- _YOUR TASK_
How do the lines read from the one holding "Detect woman's long" through the last line of the listing? Set them down exactly, pictures omitted.
################
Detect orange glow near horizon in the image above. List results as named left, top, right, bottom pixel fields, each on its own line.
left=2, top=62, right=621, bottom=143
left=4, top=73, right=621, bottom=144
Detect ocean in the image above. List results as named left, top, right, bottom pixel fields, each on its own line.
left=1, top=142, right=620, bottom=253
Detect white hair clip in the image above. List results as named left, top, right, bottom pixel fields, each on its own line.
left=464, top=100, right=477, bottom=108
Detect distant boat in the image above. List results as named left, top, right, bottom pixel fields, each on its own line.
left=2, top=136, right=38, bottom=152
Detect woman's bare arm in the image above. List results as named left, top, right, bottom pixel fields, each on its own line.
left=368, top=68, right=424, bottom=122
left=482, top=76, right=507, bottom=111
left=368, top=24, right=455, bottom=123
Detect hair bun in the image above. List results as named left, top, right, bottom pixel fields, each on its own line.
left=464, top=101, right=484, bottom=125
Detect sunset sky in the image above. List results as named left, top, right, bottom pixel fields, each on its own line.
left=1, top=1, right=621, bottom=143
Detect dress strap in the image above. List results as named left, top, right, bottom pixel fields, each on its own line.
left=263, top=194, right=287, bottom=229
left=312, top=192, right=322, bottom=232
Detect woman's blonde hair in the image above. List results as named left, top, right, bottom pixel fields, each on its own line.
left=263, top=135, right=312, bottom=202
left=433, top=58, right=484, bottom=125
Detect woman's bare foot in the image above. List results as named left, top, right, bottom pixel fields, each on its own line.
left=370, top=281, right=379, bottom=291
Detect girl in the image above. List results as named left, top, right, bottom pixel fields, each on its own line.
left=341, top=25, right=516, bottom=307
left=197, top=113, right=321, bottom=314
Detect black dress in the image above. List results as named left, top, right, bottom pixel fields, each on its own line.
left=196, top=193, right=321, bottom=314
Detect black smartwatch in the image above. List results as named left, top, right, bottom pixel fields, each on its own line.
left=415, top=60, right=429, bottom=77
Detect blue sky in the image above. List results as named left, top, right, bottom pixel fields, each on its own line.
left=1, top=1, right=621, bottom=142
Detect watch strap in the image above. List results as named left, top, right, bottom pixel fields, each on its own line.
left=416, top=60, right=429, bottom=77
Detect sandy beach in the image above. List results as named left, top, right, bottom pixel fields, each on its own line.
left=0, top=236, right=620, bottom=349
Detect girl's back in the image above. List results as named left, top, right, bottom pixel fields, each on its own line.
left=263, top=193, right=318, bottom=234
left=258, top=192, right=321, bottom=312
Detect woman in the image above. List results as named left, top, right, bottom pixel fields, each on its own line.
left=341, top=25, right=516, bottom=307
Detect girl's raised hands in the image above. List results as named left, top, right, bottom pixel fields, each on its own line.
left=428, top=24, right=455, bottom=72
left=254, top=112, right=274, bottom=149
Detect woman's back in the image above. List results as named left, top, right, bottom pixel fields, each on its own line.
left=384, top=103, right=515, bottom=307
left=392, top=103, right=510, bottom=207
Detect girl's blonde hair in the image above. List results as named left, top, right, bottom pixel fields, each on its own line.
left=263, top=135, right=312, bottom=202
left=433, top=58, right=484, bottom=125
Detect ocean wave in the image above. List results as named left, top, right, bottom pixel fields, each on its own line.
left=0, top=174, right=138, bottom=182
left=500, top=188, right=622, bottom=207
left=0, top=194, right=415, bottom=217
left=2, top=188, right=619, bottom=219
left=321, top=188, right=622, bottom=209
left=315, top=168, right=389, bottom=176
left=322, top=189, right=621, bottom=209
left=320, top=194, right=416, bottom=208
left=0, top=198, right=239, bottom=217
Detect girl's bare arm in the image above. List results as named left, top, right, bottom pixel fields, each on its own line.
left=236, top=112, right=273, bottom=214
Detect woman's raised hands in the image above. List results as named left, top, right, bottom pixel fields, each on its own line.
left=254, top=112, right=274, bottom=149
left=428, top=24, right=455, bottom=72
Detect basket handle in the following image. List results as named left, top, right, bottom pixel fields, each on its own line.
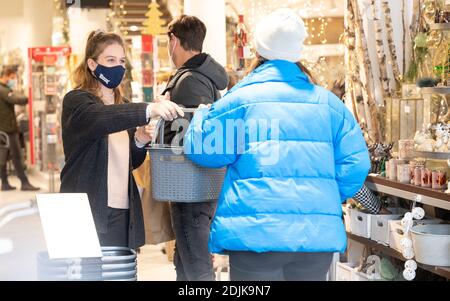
left=150, top=107, right=198, bottom=146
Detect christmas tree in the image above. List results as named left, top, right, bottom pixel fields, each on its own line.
left=142, top=0, right=166, bottom=36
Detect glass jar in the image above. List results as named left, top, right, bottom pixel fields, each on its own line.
left=422, top=168, right=433, bottom=188
left=388, top=159, right=398, bottom=180
left=414, top=167, right=423, bottom=186
left=397, top=164, right=411, bottom=184
left=433, top=169, right=447, bottom=190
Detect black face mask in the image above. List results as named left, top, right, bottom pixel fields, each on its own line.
left=93, top=63, right=126, bottom=89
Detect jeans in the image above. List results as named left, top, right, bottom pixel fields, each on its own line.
left=98, top=207, right=130, bottom=248
left=228, top=251, right=334, bottom=281
left=170, top=201, right=217, bottom=281
left=0, top=132, right=27, bottom=183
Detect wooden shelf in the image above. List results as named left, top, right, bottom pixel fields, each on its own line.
left=366, top=175, right=450, bottom=210
left=347, top=232, right=450, bottom=279
left=430, top=23, right=450, bottom=31
left=412, top=150, right=450, bottom=160
left=420, top=87, right=450, bottom=94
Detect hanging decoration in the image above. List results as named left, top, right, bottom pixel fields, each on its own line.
left=398, top=199, right=426, bottom=281
left=233, top=15, right=251, bottom=71
left=372, top=0, right=392, bottom=99
left=344, top=0, right=417, bottom=144
left=382, top=0, right=402, bottom=87
left=402, top=0, right=408, bottom=77
left=109, top=0, right=127, bottom=35
left=142, top=0, right=167, bottom=36
left=352, top=0, right=382, bottom=143
left=228, top=0, right=340, bottom=87
left=344, top=0, right=362, bottom=123
left=52, top=0, right=70, bottom=46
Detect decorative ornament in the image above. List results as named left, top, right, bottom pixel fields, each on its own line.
left=402, top=248, right=415, bottom=260
left=403, top=268, right=416, bottom=281
left=400, top=237, right=413, bottom=249
left=401, top=214, right=414, bottom=233
left=423, top=0, right=438, bottom=25
left=414, top=33, right=428, bottom=48
left=142, top=0, right=167, bottom=36
left=365, top=255, right=382, bottom=280
left=427, top=30, right=443, bottom=49
left=405, top=260, right=418, bottom=271
left=399, top=203, right=425, bottom=281
left=412, top=207, right=425, bottom=220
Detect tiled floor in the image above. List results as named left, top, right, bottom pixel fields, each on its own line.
left=0, top=174, right=178, bottom=281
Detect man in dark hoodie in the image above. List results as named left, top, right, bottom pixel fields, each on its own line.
left=160, top=15, right=229, bottom=281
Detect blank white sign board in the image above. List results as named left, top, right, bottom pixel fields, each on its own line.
left=36, top=194, right=102, bottom=259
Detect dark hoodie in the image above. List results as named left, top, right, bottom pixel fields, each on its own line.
left=161, top=53, right=229, bottom=144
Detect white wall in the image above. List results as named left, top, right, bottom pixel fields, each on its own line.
left=0, top=0, right=55, bottom=87
left=0, top=1, right=110, bottom=58
left=0, top=0, right=54, bottom=57
left=68, top=8, right=110, bottom=57
left=184, top=0, right=227, bottom=66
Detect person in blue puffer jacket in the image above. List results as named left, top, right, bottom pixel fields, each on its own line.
left=184, top=8, right=370, bottom=281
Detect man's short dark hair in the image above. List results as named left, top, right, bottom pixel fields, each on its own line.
left=168, top=15, right=207, bottom=52
left=0, top=65, right=18, bottom=77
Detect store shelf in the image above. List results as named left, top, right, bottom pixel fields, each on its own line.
left=412, top=150, right=450, bottom=160
left=429, top=23, right=450, bottom=31
left=347, top=232, right=450, bottom=279
left=420, top=87, right=450, bottom=94
left=365, top=175, right=450, bottom=210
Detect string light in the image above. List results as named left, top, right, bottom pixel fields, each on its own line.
left=52, top=0, right=70, bottom=45
left=232, top=0, right=339, bottom=88
left=239, top=0, right=329, bottom=47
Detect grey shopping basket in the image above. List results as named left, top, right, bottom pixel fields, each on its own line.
left=147, top=108, right=226, bottom=203
left=0, top=131, right=9, bottom=166
left=37, top=247, right=137, bottom=281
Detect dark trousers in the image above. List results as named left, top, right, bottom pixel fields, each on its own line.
left=228, top=251, right=334, bottom=281
left=170, top=201, right=217, bottom=281
left=98, top=207, right=130, bottom=248
left=0, top=132, right=27, bottom=183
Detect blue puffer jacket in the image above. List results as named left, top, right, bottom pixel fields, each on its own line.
left=184, top=60, right=370, bottom=254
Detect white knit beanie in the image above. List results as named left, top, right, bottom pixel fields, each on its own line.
left=254, top=8, right=308, bottom=62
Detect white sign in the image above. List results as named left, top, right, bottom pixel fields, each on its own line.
left=36, top=194, right=102, bottom=259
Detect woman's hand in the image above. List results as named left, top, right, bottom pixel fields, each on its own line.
left=194, top=103, right=211, bottom=114
left=198, top=103, right=211, bottom=110
left=149, top=100, right=184, bottom=121
left=135, top=123, right=157, bottom=145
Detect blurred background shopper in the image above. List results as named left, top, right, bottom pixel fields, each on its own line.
left=0, top=65, right=40, bottom=192
left=184, top=9, right=370, bottom=281
left=60, top=30, right=183, bottom=249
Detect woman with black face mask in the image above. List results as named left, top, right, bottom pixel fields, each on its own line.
left=60, top=30, right=184, bottom=249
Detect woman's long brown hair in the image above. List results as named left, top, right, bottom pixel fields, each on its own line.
left=246, top=55, right=317, bottom=85
left=73, top=31, right=126, bottom=104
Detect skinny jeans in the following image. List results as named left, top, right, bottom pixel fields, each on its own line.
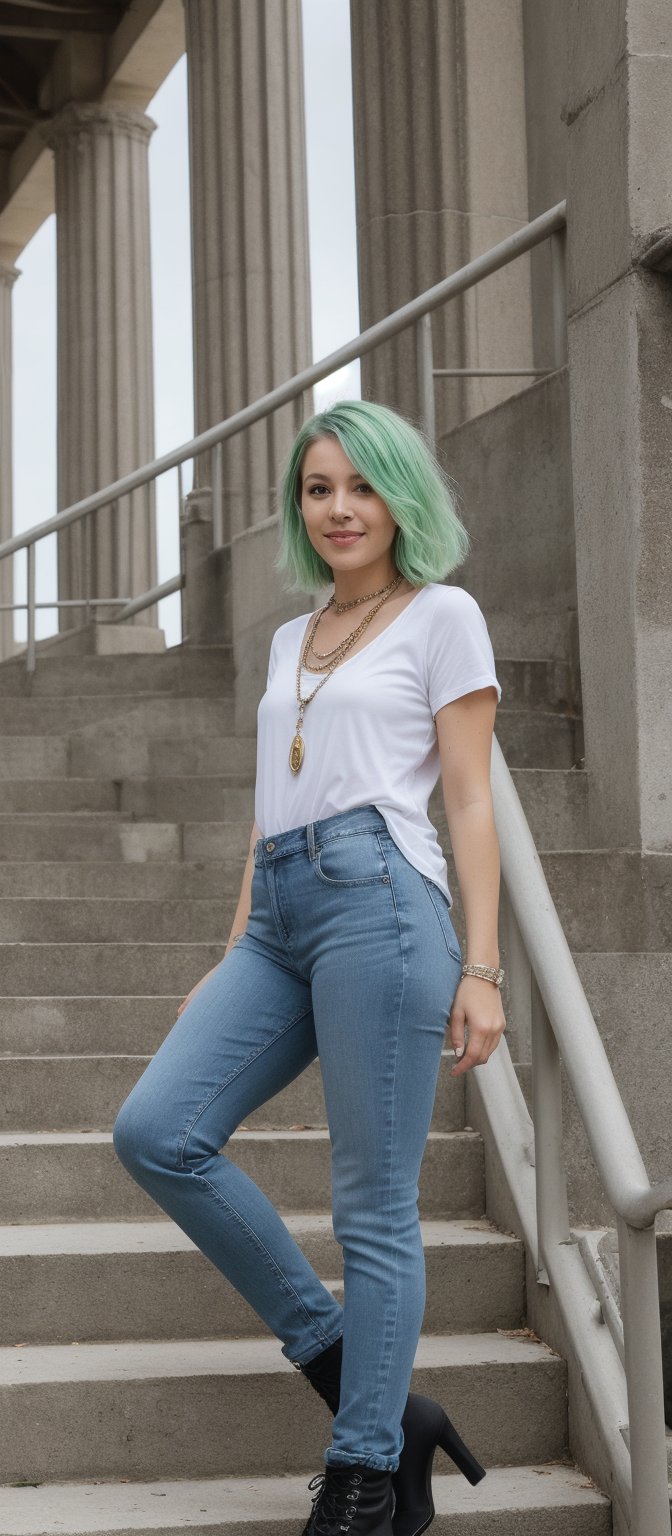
################
- _EXERCISE ANSWER_
Detect woman's long brown hair in the image above. List results as named left, top, right, bottom pixel fields, each on its own line.
left=246, top=55, right=317, bottom=85
left=73, top=31, right=126, bottom=104
Detect skinny jeans in the following image. List results as named left, top, right, bottom pixel fields, each on its own line.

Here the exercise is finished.